Purpose of the Study:

  • To investigate the pathogenicity and penetrance of BMP15 gene variants in a cohort of patients with POI/diminished ovarian reserve (DOR).
  • To compare the frequency of BMP15 variants in POI patients with the general population.
  • To identify specific BMP15 variants associated with POI and assess their inheritance patterns.

Main Methods:

  • Next-generation sequencing of the entire coding region of the BMP15 gene in 500 patients with POI/DOR.
  • Frequency analysis of identified BMP15 variants compared to general population data, considering ethnicity.
  • Segregation analysis to determine the inheritance of variants within families.

Main Results:

  • Eleven distinct BMP15 variants were identified, including one pathogenic nonsense variant.
  • Over 10% (10.8%) of the POI cohort carried at least one BMP15 variant.
  • Two missense variants showed significant overrepresentation in POI patients compared to controls; one homozygous loss-of-function variant was identified and inherited from healthy parents.

Conclusions:

  • The majority of heterozygous BMP15 missense variants are likely benign.
  • Homozygous loss-of-function BMP15 variants are pathogenic for POI.
  • Some BMP15 missense variants may represent variants of uncertain significance with low penetrance, primarily deleterious in homozygous or compound heterozygous states.

→ **TASK INSTRUCTIONS**:
Copy everything in the BMP15 study summary from "Purpose of the" down to "variants within families.", word for word.

→ **EXTRACTED RECORDS**:

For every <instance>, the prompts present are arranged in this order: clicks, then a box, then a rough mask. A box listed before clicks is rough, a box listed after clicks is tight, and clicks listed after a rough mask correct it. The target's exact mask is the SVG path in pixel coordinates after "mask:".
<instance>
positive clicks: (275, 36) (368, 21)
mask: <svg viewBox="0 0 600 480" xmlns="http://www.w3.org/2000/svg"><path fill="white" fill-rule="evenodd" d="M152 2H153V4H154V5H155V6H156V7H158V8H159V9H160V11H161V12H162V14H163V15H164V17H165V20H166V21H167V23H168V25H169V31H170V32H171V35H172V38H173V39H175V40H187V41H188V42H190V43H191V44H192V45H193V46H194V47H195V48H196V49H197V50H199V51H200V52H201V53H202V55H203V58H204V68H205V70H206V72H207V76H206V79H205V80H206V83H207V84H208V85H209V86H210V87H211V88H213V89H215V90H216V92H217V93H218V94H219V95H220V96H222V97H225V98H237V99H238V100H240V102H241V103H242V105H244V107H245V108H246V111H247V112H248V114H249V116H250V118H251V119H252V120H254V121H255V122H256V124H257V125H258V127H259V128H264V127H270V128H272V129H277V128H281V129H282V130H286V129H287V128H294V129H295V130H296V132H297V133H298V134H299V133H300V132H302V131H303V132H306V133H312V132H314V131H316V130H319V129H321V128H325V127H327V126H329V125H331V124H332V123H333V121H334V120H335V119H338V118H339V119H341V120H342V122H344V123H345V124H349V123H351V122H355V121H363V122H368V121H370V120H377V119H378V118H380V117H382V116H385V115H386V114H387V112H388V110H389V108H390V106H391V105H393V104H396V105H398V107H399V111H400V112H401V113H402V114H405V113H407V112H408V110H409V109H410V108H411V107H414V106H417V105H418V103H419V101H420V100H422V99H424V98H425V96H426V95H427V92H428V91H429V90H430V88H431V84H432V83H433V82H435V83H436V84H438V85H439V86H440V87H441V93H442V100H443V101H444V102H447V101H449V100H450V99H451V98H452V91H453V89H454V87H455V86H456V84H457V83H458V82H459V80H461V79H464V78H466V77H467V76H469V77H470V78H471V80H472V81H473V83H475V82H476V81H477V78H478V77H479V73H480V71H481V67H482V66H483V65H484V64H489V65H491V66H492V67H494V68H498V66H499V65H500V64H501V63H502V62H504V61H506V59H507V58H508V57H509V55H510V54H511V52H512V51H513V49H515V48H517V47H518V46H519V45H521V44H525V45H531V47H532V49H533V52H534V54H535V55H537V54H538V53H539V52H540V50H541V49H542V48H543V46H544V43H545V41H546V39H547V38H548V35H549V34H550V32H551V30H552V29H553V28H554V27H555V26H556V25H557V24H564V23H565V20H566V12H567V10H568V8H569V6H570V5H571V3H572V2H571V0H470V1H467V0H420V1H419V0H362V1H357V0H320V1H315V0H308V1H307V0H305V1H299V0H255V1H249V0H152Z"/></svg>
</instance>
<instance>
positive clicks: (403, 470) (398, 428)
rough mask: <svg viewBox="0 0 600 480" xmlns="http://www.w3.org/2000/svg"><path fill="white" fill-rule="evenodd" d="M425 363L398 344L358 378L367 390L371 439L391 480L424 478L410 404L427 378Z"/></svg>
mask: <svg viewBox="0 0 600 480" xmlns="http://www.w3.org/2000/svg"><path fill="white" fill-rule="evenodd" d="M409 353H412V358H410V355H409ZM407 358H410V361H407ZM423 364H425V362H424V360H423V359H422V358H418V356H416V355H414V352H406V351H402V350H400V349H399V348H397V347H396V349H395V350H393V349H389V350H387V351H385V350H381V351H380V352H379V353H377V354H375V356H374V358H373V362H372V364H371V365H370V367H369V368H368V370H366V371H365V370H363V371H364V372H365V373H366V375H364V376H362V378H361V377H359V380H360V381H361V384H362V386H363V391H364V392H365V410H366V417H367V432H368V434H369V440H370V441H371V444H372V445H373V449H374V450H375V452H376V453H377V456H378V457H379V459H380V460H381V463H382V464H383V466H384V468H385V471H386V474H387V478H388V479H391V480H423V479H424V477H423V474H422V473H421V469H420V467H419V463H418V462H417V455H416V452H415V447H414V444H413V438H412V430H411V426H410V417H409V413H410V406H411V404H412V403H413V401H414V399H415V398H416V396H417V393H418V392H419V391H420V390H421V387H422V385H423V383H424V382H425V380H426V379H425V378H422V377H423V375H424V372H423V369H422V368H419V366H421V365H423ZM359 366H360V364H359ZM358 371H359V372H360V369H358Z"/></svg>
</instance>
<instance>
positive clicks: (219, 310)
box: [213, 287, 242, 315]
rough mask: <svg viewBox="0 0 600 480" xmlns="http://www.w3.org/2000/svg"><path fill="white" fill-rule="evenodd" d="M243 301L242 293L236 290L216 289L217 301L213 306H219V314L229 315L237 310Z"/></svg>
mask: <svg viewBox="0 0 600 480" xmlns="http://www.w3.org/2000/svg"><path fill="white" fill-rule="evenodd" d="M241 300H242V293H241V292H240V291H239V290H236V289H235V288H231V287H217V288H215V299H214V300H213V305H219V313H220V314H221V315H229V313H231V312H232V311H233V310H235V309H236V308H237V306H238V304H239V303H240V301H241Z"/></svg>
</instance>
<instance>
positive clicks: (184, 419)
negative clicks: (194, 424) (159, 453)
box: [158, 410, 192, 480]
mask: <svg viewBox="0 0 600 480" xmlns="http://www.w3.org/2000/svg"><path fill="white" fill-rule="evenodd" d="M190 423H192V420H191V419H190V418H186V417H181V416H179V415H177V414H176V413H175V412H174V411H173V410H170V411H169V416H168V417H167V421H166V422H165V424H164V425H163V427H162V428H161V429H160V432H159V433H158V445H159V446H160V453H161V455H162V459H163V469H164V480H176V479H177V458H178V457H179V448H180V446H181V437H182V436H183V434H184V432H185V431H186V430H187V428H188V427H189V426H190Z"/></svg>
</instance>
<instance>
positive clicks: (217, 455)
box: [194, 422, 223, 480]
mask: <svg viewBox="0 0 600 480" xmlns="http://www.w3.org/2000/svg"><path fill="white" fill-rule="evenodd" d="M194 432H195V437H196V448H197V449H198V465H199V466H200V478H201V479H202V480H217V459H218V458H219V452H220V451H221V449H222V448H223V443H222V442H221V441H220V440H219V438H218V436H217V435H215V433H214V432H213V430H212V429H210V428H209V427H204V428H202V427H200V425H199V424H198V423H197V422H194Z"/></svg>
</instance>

→ **TASK RESULT**:
Purpose of the Study:

  • To investigate the pathogenicity and penetrance of BMP15 gene variants in a cohort of patients with POI/diminished ovarian reserve (DOR).
  • To compare the frequency of BMP15 variants in POI patients with the general population.
  • To identify specific BMP15 variants associated with POI and assess their inheritance patterns.

Main Methods:

  • Next-generation sequencing of the entire coding region of the BMP15 gene in 500 patients with POI/DOR.
  • Frequency analysis of identified BMP15 variants compared to general population data, considering ethnicity.
  • Segregation analysis to determine the inheritance of variants within families.